# WHAT THIS TASK INVOLVES:
Repeat the material exactly, leaving nothing out.
──────
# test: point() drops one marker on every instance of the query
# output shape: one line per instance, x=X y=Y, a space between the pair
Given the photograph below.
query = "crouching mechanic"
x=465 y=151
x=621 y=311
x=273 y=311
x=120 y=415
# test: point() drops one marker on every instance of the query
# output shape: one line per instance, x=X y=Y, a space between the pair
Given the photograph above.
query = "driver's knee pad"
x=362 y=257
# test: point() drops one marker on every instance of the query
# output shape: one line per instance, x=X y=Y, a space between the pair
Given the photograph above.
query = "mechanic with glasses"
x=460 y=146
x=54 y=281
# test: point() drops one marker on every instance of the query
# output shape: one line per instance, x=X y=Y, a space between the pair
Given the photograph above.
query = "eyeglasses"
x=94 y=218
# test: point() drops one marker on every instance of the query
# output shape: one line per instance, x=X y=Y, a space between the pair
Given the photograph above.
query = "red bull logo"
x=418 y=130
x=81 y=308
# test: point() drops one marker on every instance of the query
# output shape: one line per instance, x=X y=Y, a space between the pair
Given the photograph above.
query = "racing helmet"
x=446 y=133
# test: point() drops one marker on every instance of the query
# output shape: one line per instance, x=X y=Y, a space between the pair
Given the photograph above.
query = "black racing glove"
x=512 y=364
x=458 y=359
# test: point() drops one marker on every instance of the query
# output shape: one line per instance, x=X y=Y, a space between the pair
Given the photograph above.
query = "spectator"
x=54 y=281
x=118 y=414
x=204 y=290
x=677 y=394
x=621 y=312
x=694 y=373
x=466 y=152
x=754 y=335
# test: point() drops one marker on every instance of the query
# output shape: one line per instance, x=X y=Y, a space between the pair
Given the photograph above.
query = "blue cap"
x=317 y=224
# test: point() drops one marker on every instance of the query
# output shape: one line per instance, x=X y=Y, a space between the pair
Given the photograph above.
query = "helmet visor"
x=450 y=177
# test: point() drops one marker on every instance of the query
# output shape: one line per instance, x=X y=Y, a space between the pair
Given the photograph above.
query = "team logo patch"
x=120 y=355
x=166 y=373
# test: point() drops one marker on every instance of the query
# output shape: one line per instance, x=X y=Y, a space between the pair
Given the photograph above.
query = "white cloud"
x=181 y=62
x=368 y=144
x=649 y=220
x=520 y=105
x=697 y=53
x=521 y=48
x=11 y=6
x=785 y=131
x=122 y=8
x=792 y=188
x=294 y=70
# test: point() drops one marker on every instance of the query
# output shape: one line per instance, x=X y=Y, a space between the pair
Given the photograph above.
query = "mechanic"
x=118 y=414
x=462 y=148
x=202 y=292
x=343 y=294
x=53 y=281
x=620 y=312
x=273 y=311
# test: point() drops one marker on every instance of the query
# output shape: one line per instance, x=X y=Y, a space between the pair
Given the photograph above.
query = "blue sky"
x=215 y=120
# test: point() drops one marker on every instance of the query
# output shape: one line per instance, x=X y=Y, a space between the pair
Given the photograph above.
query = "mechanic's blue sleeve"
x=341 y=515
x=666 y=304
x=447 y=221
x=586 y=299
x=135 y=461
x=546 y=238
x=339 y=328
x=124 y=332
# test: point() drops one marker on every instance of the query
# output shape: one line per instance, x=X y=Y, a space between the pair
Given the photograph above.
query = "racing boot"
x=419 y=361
──────
# WRITTEN SOLUTION:
# test: point() drops one marker on every instance of the query
# output shape: one line per instance, x=X y=Y, a space between the pair
Given the photograph below.
query = "crouching mechanic"
x=465 y=151
x=621 y=311
x=273 y=311
x=120 y=415
# test: point() drops one marker on every instance of the query
# output shape: one line per instance, x=X y=Y, a space between the pair
Given the photograph above.
query = "driver's knee pad"
x=362 y=257
# test: point() drops one marker on every instance of the query
# output shape: one line per instance, x=X y=Y, a space between the pair
Given the photograph above.
query = "mechanic with glasses"
x=460 y=146
x=54 y=281
# test: point() drops one marker on every instance of the query
# output shape: one line per instance, x=X y=Y, a space between the pair
Given the photograph above.
query = "eyeglasses"
x=94 y=218
# test: point() drops one marker on every instance of the query
# output shape: one line per instance, x=X y=Y, a space between the pair
Given the photograph above.
query = "red bull logo"
x=418 y=130
x=81 y=308
# test: point() drops one marker on every instance of the query
# output shape: one line per instance, x=X y=Y, a space between the pair
Given the photograph above.
query = "racing helmet"
x=446 y=133
# test: point() drops one marker on every instance of the query
# output shape: one line per instance, x=X y=Y, a space between the pair
Given the photograph above.
query = "black racing glove"
x=512 y=364
x=458 y=359
# test: point() drops one marker on every instance of the query
# output shape: one line per instance, x=X y=Y, a space between the pair
Given the photograph above.
query = "spectator"
x=54 y=281
x=118 y=414
x=204 y=290
x=677 y=394
x=621 y=312
x=694 y=373
x=466 y=152
x=754 y=335
# test: point() drops one marker on every instance of the query
# output shape: one line per instance, x=X y=Y, a space between the pair
Given the photograph above.
query = "blue cap"
x=317 y=224
# test: point() drops one marker on every instance of the query
# output shape: one line per instance, x=X y=Y, a space between the pair
Given the photograph above.
query = "helmet visor"
x=450 y=177
# test: point() drops one marker on every instance of the query
# output shape: one line per instance, x=X y=Y, a space between the pair
Given the photograph above.
query = "team logo patch"
x=120 y=355
x=166 y=373
# test: point() drops one marker on every instance of the query
# output shape: one line per instance, x=X y=Y, a space between the pair
Given the photograph above.
query = "white cloud"
x=181 y=62
x=368 y=144
x=649 y=220
x=520 y=105
x=697 y=53
x=521 y=48
x=11 y=6
x=785 y=131
x=122 y=8
x=792 y=188
x=294 y=70
# test: point() drops one marker on every instance of the query
# output shape: one line per instance, x=X y=Y, a space between the pair
Given the photograph above.
query = "mechanic"
x=118 y=414
x=462 y=148
x=202 y=292
x=343 y=294
x=53 y=281
x=620 y=312
x=273 y=311
# test: point() drops one marker on every instance of the query
# output shape: one line per instance, x=X y=Y, a space between the pair
Given the photograph above.
query = "blue sky"
x=215 y=120
# test: point() drops one marker on every instance of the query
# output shape: one line per instance, x=X y=Y, a space between the pair
Given the photograph above.
query = "mechanic's blue sleeve"
x=341 y=515
x=666 y=304
x=447 y=221
x=586 y=299
x=135 y=461
x=546 y=238
x=339 y=328
x=124 y=332
# test: point() drops one marker on every instance of the query
# output shape: one line per instance, x=X y=Y, a space between the pair
Given the photograph above.
query = "racing boot"
x=419 y=361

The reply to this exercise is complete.